» WRITTEN EXERCISE:
Reproduce each of the following rows word for word, without any changes.

** start of DATASET EXCERPTS **

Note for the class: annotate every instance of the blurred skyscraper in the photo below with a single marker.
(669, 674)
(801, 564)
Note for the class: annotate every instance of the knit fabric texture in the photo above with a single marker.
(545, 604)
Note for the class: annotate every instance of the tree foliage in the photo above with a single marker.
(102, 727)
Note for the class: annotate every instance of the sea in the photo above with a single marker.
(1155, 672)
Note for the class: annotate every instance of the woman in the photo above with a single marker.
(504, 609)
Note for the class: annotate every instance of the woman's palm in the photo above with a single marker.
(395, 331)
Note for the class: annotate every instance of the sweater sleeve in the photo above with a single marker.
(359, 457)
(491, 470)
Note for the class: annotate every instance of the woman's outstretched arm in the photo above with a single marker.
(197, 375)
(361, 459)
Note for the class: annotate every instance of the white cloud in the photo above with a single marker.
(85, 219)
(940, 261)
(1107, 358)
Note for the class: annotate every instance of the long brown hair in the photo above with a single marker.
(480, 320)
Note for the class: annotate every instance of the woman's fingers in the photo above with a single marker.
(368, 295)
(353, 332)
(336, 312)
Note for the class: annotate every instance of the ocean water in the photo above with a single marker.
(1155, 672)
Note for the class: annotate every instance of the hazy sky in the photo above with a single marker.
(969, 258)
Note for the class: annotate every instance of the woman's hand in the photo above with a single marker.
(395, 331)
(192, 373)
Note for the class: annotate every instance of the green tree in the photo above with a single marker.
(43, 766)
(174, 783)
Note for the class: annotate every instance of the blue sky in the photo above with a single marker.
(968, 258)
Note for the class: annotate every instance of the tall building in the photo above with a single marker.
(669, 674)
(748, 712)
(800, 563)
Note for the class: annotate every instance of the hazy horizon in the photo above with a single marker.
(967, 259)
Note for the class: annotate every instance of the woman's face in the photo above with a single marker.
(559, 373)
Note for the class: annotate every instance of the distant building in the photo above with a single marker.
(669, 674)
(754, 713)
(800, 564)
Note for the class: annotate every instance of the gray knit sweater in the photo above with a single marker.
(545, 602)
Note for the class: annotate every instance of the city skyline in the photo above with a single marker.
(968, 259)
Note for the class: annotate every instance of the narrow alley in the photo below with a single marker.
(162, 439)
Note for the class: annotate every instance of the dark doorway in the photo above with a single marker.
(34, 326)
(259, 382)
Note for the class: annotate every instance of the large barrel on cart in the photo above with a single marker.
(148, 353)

** end of DATASET EXCERPTS **

» THE COMPLETED TASK:
Note for the class: annotate every instance of the blurred skyscraper in the photo below with a single marker.
(669, 674)
(801, 564)
Note for the class: annotate every instance of the knit fabric texture in the photo above with a single marker.
(545, 604)
Note for the class: annotate every instance of the tree foliage in the photo above with a single marker.
(102, 727)
Note for the class: annotate every instance of the sea in the photo above with a single marker.
(1155, 672)
Note for the class: annotate every instance of the woman in the photo above with a single marker.
(504, 609)
Note for the class: annotate every instance of the woman's palm in the photo above with a single marker.
(395, 331)
Note for the class: annotate every instance of the sweater sleeve in the photo above with a single marker.
(359, 457)
(491, 470)
Note for the class: annotate every instance of the woman's outstretched arm in the photo above with a single marker.
(197, 375)
(361, 459)
Note for the class: annotate every instance of the white cloud in the photo above with a single marker.
(85, 219)
(940, 261)
(1107, 358)
Note for the class: annotate every instance of the long brown hair in the photo above with a single marker.
(480, 320)
Note for the class: annotate every instance of the woman's fingers in the photo above with a single marker.
(368, 295)
(353, 332)
(336, 312)
Note for the class: annotate every instance of the ocean water in the photo above with a single marker.
(1155, 672)
Note for the class: annotate every instance of the hazy sky in the photo above with a single marker.
(969, 258)
Note for the class: annotate every instance of the woman's hand in the photo above with a single marker.
(395, 331)
(192, 373)
Note for the class: annotate every instance of the green tree in the photo above with a single marker.
(43, 766)
(174, 783)
Note for the class: annotate every instance of the blue sky in the photo above with a single marker.
(968, 258)
Note for the class: annotate every instance of the tall building in the photo above with a single marker.
(669, 674)
(748, 712)
(800, 563)
Note for the class: annotate every instance of the hazy horizon in the photo above with a single marker.
(967, 259)
Note for the class: annotate every instance of the woman's face in the photo above with a single marker.
(559, 373)
Note for the class: annotate every instance of the distant building in the photo above with a single marker.
(669, 674)
(754, 713)
(800, 564)
Note for the class: annotate every instance of the gray knit sweater in the photo above with a single marker.
(545, 602)
Note for the class: annotate every instance of the city skyline in the photo above with a single marker.
(968, 259)
Note for the class: annotate every instance of the narrow alley in the photo below with a single marker.
(162, 439)
Note for the class: annotate every instance of the dark doorway in the photo above with a single marker.
(34, 326)
(259, 382)
Note for the class: annotate every instance of the large barrel on cart in the photo above with a single marker.
(148, 353)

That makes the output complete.